Required work. Count the lines in the records below that contain the word "backpack", and give that figure alone.

(Stored items from a collection)
§

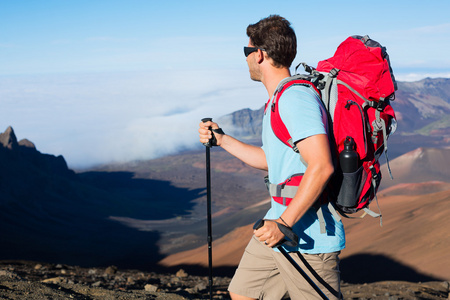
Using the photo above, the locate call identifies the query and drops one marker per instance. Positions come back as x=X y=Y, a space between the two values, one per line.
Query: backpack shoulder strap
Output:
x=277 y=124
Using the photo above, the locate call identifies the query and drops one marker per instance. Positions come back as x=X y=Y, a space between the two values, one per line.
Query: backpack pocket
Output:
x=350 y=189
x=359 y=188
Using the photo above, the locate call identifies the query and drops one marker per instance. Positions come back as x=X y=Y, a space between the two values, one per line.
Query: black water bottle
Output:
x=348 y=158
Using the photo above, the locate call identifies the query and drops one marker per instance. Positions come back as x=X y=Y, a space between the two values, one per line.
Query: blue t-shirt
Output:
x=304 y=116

§

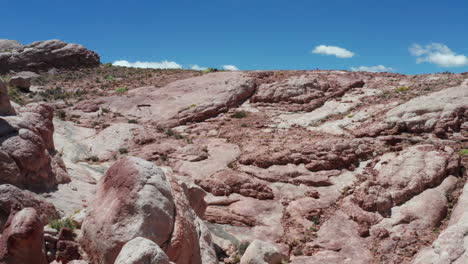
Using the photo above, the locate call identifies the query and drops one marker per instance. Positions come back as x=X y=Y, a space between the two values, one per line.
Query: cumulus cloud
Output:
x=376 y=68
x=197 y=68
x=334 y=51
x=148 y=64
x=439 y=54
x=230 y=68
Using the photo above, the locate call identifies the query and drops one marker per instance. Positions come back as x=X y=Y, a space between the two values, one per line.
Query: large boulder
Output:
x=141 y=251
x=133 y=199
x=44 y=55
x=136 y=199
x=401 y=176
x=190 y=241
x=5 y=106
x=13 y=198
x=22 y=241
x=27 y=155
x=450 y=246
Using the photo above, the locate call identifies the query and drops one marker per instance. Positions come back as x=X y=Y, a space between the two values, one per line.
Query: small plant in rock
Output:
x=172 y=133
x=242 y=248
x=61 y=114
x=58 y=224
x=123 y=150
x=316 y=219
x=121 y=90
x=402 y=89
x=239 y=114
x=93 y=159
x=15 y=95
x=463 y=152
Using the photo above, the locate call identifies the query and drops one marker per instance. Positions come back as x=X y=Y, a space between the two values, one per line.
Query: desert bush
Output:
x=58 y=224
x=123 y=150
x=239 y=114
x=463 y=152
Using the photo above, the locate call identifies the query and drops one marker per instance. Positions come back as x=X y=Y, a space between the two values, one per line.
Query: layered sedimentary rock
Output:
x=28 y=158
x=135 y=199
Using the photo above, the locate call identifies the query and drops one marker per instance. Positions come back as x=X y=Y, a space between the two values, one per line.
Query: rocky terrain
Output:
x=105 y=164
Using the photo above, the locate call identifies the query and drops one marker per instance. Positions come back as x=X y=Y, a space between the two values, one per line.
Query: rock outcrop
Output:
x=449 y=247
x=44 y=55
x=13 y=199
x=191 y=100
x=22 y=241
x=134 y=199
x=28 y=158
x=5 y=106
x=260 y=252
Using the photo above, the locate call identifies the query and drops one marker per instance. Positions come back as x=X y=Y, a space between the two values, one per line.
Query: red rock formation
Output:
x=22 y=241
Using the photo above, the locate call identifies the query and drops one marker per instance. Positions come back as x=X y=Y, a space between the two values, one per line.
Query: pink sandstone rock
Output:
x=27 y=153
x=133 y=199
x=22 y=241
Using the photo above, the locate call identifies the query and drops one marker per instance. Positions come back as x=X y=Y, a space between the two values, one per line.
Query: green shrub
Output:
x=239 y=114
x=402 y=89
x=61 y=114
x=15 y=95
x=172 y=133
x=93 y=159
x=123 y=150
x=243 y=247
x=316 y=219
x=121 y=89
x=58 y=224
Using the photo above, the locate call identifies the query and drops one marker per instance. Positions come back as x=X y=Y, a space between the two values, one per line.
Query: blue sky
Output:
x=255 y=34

§

Your response. 2